*** DOCUMENT SEGMENT ***

Yubraj Giri was cycling home after visiting with friends in western Nepal when he was stopped by government soldiers, blindfolded, handcuffed and kicked unconscious.
It was April 2004 at the height of a communist insurgency raging through the countryside, and this was the first of more than 100 beatings Giri would endure from security forces who accused him of being a Maoist spy.
“Every day they would torture me in the evening and in the morning for seven months,” said the 29-year-old, once a fit, strong farmer, but now unable to work.
“Many times they took me to the jungle, half-buried me in a pit and threatened to kill me,” he said.
Giri’s story forms part of The Resurrected, a chilling new documentary by Kathmandu-based filmmaker Ganesh Pandey, who set out to put a human face on more than 9,000 instances of human rights abuses during the 10-year conflict.
A farmer from a small town on the Indian border, Giri says he was locked in a tiny, dark, mosquito-infested cell at an army barracks, beaten and told he would be taken into the air by helicopter the following morning and thrown out.

*** End of DOCUMENT SEGMENT ***
*** INFORMATION ***

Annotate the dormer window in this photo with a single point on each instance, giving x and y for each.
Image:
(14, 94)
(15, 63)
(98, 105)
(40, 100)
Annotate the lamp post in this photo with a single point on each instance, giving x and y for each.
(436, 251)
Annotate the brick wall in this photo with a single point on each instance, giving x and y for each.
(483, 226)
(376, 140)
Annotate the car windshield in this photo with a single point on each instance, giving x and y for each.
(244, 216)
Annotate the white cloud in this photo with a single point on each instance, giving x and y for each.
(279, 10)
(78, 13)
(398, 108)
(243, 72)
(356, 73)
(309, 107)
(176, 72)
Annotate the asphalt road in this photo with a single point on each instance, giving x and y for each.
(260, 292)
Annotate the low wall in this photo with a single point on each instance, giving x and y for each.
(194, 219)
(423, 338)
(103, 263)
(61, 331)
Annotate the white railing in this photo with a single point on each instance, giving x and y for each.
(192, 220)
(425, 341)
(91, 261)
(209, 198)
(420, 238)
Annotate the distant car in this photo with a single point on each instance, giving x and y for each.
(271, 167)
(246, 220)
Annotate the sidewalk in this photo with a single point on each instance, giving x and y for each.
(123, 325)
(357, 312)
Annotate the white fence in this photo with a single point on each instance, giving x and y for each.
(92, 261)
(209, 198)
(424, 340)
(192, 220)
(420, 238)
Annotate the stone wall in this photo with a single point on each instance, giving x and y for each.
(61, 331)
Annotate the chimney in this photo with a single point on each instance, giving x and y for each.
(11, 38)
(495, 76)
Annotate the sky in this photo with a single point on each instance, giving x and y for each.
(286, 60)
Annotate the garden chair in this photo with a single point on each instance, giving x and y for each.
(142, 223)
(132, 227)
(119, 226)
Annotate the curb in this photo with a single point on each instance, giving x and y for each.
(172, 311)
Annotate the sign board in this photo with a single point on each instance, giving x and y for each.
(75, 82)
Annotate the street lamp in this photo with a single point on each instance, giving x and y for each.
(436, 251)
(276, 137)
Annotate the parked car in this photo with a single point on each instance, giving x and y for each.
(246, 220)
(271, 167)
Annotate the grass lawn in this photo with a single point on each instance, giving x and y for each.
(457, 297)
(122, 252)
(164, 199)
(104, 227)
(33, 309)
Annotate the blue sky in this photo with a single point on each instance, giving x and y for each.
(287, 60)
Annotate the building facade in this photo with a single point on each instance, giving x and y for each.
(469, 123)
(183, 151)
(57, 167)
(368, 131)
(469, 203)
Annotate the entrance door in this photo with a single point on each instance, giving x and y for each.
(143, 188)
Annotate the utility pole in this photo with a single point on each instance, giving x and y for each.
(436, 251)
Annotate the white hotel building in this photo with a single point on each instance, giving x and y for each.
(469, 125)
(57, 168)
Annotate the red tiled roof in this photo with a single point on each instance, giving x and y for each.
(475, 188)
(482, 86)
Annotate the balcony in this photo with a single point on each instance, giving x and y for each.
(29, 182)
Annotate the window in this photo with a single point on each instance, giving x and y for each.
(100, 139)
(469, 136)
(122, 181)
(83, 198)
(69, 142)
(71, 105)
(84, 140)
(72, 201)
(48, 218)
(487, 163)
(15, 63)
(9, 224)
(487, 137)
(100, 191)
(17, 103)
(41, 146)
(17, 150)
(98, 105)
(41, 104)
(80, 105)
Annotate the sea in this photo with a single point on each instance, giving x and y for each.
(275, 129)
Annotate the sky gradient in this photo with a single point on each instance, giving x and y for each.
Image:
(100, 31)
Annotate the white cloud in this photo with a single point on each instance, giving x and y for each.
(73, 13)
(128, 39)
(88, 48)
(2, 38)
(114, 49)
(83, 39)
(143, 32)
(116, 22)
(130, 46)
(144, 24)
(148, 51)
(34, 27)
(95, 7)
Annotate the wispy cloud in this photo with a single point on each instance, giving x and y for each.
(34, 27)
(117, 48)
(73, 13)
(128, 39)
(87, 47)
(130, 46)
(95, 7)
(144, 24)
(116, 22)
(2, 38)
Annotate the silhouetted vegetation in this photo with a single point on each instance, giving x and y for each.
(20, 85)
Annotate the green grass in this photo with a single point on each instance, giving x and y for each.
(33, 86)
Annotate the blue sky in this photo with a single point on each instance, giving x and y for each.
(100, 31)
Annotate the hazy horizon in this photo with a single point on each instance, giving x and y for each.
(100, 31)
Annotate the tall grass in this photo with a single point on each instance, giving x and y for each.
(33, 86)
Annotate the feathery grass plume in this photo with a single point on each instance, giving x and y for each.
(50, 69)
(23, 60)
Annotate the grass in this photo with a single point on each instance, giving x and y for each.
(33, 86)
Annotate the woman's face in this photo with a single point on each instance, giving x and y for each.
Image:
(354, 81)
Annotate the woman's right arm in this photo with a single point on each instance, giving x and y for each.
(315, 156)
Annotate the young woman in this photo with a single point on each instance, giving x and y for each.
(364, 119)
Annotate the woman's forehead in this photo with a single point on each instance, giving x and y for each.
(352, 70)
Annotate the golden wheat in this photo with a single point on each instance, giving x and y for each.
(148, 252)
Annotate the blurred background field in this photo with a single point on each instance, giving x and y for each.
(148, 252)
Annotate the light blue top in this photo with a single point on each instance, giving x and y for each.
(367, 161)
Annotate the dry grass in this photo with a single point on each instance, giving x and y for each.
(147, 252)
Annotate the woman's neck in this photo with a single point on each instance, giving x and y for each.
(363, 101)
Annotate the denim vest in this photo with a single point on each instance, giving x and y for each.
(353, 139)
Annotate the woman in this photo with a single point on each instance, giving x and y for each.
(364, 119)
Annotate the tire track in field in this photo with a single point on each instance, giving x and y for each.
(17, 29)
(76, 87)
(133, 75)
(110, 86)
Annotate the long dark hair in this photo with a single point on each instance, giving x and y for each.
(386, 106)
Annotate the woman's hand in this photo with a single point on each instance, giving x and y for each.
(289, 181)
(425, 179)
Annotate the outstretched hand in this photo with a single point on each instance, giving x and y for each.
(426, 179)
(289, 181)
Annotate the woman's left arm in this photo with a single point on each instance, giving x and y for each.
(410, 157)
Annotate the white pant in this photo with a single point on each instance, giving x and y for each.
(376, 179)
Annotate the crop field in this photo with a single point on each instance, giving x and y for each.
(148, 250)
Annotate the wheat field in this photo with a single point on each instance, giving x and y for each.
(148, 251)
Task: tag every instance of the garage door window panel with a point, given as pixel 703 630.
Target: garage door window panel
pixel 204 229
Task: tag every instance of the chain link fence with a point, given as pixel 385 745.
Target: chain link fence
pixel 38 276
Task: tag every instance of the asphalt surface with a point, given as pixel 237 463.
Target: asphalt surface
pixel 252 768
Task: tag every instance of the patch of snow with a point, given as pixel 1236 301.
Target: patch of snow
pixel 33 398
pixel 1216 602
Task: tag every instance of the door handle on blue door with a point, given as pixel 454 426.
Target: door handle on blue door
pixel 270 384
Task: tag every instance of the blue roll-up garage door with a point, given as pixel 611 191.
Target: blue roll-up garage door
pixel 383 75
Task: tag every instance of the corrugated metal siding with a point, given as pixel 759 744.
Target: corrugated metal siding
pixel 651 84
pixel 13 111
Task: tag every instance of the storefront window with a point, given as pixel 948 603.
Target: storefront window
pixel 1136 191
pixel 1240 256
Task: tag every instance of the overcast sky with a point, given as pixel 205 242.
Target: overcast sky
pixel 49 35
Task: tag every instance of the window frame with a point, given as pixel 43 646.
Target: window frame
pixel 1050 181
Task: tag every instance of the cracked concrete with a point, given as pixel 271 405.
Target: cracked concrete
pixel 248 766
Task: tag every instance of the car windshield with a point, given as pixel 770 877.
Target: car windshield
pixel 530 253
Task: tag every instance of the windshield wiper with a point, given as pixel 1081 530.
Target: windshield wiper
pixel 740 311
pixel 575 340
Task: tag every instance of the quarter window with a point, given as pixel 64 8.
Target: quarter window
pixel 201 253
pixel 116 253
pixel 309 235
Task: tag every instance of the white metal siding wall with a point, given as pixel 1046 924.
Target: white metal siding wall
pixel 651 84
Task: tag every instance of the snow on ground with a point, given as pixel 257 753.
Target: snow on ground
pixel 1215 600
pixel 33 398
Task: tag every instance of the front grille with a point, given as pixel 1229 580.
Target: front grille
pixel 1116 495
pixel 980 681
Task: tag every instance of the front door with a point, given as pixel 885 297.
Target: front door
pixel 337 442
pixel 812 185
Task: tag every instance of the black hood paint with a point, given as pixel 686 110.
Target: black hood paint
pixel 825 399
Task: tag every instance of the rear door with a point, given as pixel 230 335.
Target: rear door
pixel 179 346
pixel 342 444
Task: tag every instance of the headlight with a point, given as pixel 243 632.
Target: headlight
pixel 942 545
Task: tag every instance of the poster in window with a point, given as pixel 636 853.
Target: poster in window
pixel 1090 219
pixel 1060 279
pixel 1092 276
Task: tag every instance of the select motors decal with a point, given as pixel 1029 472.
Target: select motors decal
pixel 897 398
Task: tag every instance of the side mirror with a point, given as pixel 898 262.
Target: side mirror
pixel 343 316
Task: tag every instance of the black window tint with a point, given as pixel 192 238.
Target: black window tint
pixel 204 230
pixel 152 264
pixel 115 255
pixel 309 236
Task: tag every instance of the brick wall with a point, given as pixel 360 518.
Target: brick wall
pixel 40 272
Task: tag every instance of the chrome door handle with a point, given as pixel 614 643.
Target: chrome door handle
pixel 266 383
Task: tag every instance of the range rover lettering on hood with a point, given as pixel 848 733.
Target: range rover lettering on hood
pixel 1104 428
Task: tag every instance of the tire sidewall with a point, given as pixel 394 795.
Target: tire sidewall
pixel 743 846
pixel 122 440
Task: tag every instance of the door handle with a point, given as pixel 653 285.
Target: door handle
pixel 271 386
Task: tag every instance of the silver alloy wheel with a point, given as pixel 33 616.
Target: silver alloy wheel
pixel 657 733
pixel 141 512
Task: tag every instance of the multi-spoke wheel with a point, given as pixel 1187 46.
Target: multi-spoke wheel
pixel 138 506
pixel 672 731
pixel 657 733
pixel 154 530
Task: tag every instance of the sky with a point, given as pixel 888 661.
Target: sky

*** End of INFORMATION ***

WORK REQUEST 1:
In the article about Yubraj Giri, why did the security forces beat him? Answer in one to three sentences.
WORK REQUEST 2:
According to the article about Yubraj Giri, for how long was he tortured every day?
WORK REQUEST 3:
Sum up the article about Yubraj Giri in two sentences.

FINAL ANSWER 1:
The security forces beat Giri because they accused him of being a Maoist spy. This happened in April 2004, at the height of a communist insurgency in Nepal.

FINAL ANSWER 2:
Seven months.

FINAL ANSWER 3:
In April 2004, during a communist insurgency in Nepal, government soldiers stopped farmer Yubraj Giri, accused him of being a Maoist spy, and beat and tortured him more than 100 times over seven months, leaving him unable to work. His story is part of The Resurrected, a documentary by Kathmandu-based filmmaker Ganesh Pandey, who set out to put a human face on more than 9,000 instances of human rights abuses during the 10-year conflict.